▶ **PASSAGE GIVEN**
Once upon a Time
2013
Chapter Two: the Abayudaya - Maggie Yates
Excerpt from 'Gather us Together as Jews From the Four Corners of the Earth: The Emergence and Endurance of the Abayudaya in Uganda.'
Locating the Abayudaya
The Abayudaya of Uganda are the only known Africans to have seemingly spontaneously converted to Judaism without external Jewish involvement or influence. In order to understand how and why this conversion occurred, it is crucial to discuss the historical circumstances that contributed to their conversion as well as the economic, political and social circumstances they currently navigate in order to maintain their Jewish observance. In this chapter I therefore, first outline a brief pre-colonial and colonial history of Uganda and then move to the Abayudaya’s historical development as a community. I have not attempted to triangulate all of the oral histories I collected from my informants in addition to the few histories published by scholars in order to write an objective history of the community. Instead, through this chapter, I attempt to present the Abayudaya’s understanding of their own history. In doing so, I invoke Liisa Malkki’s concept of a “mythico-history” in order to highlight the current significance of the Abayudaya’s constructed past (Malkki 1995). Once we have located the Abayudaya within Uganda’s pre-colonial and colonial history and identified the meaning of the community’s constructed history, we can begin to explore the factors that led the Abayudaya to a Jewish conversion.
The Nation: A Brief History of Uganda
Nestled in East Africa, Uganda is neighbored by The Democratic Republic of Congo to the west, Sudan to the north, Kenya to the east, and Rwanda and Tanzania to the South. Lake Victoria also constitutes most of the country’s southern border (Ofcansky 1996:3). The country is lush with tropical fauna due to its fertile land and ample rainfall. Uganda’s population of over 32 million consists of approximately 40 ethnic groups speaking over 30 languages that never considered themselves in pre-colonial times as single, unified nation (Ofcansky 1996:74). The history of these groups and the antecedents of the nation of Uganda date back to the fourth century BCE when hunter gatherers, agriculturalists and pastoralists, originating from West Africa migrated to the forests surrounding Lake Victoria, while inhabitants from northern Africa settled in the northern and eastern regions of the country (Ofcansky 1996:14).
As the population grew due to agricultural abundance, four kingdoms emerged. The Bunyoro-Kitara was the first kingdom to develop and was centered in West central Uganda, followed by the Buganda Kingdom in the south central region of the country, and later the Ankole Kingdom and the Kingdom of Toro (Ofcansky 1996:15). These kingdoms were often in conflict with one another, but the Buganda Kingdom was historically the most influential group (politically and militarily) in Uganda.
Although comprised of immigrants, the Baganda “developed a highly refined sense of its superiority, which caused a backlash among other peoples” (Ofcansky 1996:15). Due to strong resentment, the Baganda were forced to control their kingdom with military force. Following the arrival of the British in Uganda, the shared sense of resentment among other kingdoms for the Baganda intensified due to special privileges granted to the Baganda as an ally of the colonial power (Ofcansky 1996:15).

▶ **SUPPLIED DATA**
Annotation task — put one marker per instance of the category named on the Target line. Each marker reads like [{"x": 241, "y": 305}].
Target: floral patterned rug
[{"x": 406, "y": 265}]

▶ **WHAT THIS TASK INVOLVES**
Name the four kingdoms that the excerpt on the Abayudaya says emerged in Uganda as the population grew.

▶ **PROBLEM SOLUTION**
Bunyoro-Kitara, Buganda, Ankole, Toro